-------- Excerpt

A plaque marks the gravesite of Emmett Till at Burr Oak Cemetery

The white woman who made an accusation against 14-year-old Black boy Emmett Till that led to his brutal lynching in 1955 has died in Louisiana, aged 88.

Per WNCN, the Calcasieu Parish coroner confirmed the death of Carolyn Bryant Donham in Westlake, Louisiana on Tuesday, April 25. When she was 21 in 1955, she accused the Black teenager of making advances toward her and whistling at her in a Mississippi Delta grocery store. Several days after she accused Till, her husband Roy Byrant, and his half-brother John William “J.W.” Milam, abducted Till from his home. They tortured him, shot him in the head, and tossed his body in the Tallahatchie River.

In recent years, activists in Raleigh, North Carolina have called for the arrest of Bryant Donham following the discovery of an unserved arrest warrant in connection with Till’s lynching in the basement of a Mississippi courthouse. Last year, a grand jury in Mississippi declined to indict the woman because there was no new evidence in the case. Her husband and Milam were acquitted by a jury made up entirely of white males. Following the verdict, just four months later, they confessed to killing Till under the protection of the double jeopardy clause which “prohibits anyone from being prosecuted twice for substantially the same crime."

Till’s relatives sought prosecution against Bryant Donham last year. She was never charged or trialed in the lynching of Till, whose death served as a major catalyst for the civil rights movement in the country.

----------------
-------- Extracted records

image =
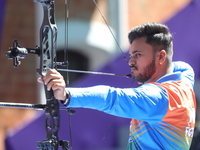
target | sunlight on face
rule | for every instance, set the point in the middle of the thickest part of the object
(142, 60)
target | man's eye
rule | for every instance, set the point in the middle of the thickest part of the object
(137, 54)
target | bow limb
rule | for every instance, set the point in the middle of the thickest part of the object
(48, 39)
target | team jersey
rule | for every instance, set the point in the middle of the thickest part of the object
(162, 113)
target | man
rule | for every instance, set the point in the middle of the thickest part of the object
(162, 109)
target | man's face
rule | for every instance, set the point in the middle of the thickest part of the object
(142, 60)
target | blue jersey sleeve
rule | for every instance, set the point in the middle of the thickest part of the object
(144, 102)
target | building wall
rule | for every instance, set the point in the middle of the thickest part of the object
(19, 85)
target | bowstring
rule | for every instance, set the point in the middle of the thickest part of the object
(109, 28)
(66, 62)
(125, 58)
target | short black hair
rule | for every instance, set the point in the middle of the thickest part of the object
(158, 36)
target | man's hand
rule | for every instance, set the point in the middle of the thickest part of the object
(55, 81)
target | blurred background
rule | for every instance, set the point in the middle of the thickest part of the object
(91, 46)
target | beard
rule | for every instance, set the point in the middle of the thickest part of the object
(147, 74)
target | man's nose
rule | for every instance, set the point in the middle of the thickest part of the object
(131, 61)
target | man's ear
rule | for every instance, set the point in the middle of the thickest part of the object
(162, 55)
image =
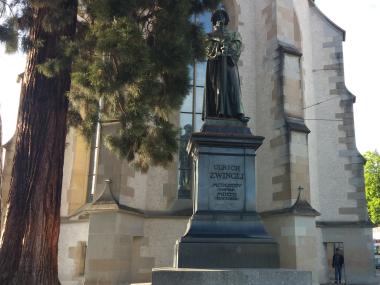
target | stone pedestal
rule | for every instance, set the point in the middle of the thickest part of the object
(170, 276)
(225, 230)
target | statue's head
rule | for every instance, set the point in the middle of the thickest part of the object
(188, 128)
(220, 17)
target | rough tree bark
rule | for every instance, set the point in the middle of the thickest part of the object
(1, 169)
(30, 242)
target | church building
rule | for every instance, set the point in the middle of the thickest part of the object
(118, 223)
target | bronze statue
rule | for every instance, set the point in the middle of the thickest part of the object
(222, 97)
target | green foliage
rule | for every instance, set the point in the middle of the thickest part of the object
(135, 55)
(372, 185)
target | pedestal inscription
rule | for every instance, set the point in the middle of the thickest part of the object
(226, 180)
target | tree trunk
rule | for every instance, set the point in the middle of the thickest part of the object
(30, 242)
(1, 170)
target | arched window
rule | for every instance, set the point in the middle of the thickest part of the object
(190, 119)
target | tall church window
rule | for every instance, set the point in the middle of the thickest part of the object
(190, 119)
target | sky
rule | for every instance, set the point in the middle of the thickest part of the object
(359, 18)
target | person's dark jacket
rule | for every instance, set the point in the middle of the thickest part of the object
(338, 260)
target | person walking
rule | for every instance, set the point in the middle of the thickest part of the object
(337, 264)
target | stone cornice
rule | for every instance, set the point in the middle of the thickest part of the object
(344, 224)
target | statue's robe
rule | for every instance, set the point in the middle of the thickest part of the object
(222, 96)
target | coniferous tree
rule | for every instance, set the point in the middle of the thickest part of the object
(133, 54)
(30, 241)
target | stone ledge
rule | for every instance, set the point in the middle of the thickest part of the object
(175, 276)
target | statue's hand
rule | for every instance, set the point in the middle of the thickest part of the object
(224, 49)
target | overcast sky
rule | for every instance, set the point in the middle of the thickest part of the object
(360, 19)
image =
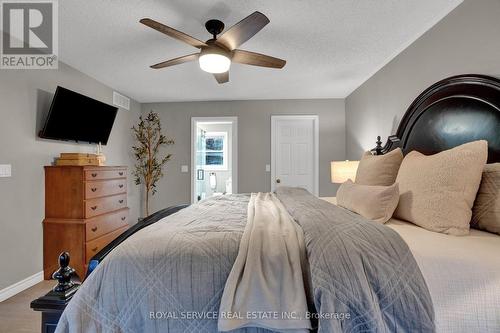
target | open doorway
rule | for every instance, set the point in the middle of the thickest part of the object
(214, 157)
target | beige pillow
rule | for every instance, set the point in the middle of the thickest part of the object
(376, 203)
(437, 191)
(379, 169)
(486, 209)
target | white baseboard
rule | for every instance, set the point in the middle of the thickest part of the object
(20, 286)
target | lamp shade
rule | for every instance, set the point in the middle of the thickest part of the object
(343, 170)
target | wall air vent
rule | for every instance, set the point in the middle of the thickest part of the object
(121, 101)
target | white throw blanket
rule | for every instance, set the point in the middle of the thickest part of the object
(266, 285)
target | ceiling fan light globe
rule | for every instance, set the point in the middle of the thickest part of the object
(214, 63)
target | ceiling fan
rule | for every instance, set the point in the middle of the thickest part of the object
(217, 53)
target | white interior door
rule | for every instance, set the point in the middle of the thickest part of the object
(294, 152)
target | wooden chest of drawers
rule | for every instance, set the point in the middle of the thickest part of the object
(85, 209)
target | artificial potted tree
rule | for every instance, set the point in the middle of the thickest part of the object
(150, 160)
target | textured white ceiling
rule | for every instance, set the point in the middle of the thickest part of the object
(331, 46)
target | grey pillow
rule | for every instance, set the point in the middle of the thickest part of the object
(376, 203)
(379, 169)
(486, 209)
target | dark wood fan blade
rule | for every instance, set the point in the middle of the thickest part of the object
(243, 30)
(256, 59)
(222, 77)
(173, 33)
(176, 61)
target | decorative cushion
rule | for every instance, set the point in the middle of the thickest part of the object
(376, 203)
(437, 191)
(486, 209)
(379, 169)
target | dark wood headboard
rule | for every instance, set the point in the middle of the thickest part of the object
(451, 112)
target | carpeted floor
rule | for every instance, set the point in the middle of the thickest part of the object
(15, 313)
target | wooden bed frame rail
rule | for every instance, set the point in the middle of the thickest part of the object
(151, 219)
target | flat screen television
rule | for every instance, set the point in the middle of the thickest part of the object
(75, 117)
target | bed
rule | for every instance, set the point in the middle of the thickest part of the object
(387, 278)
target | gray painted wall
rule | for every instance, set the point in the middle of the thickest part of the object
(254, 141)
(25, 97)
(465, 41)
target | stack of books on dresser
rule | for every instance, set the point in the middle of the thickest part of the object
(80, 159)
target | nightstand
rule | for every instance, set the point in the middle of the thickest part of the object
(54, 302)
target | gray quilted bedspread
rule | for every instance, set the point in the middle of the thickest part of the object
(169, 277)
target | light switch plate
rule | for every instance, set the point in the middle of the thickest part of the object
(5, 170)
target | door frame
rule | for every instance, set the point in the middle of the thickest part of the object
(234, 152)
(315, 119)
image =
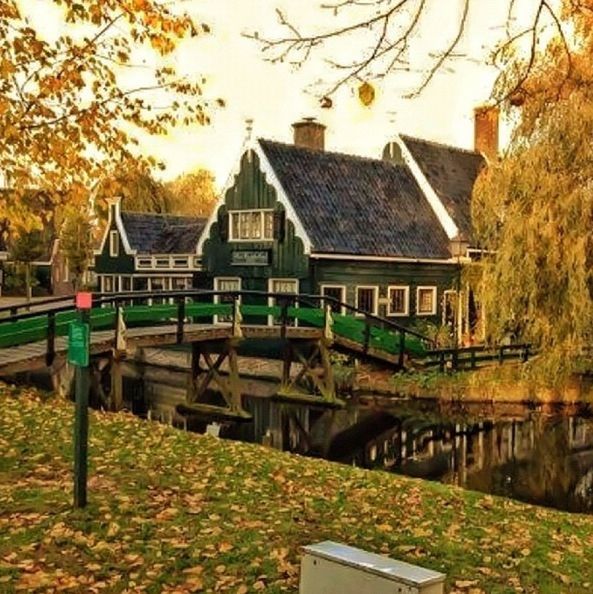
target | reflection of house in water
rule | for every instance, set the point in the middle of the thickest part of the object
(507, 451)
(547, 460)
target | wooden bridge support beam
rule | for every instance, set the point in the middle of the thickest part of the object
(316, 376)
(207, 359)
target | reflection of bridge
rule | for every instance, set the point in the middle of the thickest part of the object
(214, 323)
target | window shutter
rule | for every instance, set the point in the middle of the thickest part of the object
(279, 225)
(223, 225)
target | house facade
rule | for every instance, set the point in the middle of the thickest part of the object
(386, 236)
(147, 252)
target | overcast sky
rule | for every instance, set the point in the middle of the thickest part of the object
(275, 96)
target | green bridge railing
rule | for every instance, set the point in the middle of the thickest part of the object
(51, 318)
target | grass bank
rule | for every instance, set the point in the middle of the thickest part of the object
(505, 384)
(176, 512)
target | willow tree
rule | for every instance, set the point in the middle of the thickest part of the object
(75, 103)
(533, 209)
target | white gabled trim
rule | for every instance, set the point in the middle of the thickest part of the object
(356, 257)
(291, 214)
(435, 202)
(271, 177)
(433, 311)
(375, 289)
(116, 202)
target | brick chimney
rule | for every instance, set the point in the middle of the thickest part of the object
(308, 133)
(486, 131)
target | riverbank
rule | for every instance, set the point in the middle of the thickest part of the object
(510, 383)
(177, 512)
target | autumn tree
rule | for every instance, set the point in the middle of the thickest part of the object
(533, 209)
(74, 104)
(77, 243)
(192, 193)
(24, 250)
(137, 187)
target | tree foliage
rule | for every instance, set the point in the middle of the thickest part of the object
(77, 242)
(69, 107)
(390, 38)
(192, 193)
(533, 211)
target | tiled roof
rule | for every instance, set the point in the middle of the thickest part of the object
(353, 205)
(162, 233)
(452, 173)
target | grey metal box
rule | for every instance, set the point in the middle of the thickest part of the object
(333, 568)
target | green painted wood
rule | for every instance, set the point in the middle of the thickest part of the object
(251, 190)
(353, 328)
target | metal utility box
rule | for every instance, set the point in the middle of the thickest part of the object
(333, 568)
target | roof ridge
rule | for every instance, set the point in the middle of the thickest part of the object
(158, 214)
(442, 145)
(333, 153)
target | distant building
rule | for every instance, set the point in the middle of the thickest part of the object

----------------

Instruction 1: Shorten the paragraph of the Emmett Till excerpt that begins "Per WNCN, the Calcasieu Parish coroner" and keep its main facts.
Instruction 2: In the Emmett Till excerpt, change "brutal" to "savage" in the passage between "The white woman" and "Louisiana, aged 88.", inclusive. Give that passage again with the change.
The rows have nothing to do with the text about Emmett Till.

Complete response 1: According to WNCN, the Calcasieu Parish coroner confirmed that Carolyn Bryant Donham died in Westlake, Louisiana, on Tuesday, April 25. In 1955, when she was 21, she accused Till of making advances toward her and whistling at her in a Mississippi Delta grocery store. Several days later, her husband and his half-brother, J.W. Milam, abducted Till from his home. They tortured him, shot him in the head and threw his body in the Tallahatchie River.

Complete response 2:
The white woman who made an accusation against 14-year-old Black boy Emmett Till that led to his savage lynching in 1955 has died in Louisiana, aged 88.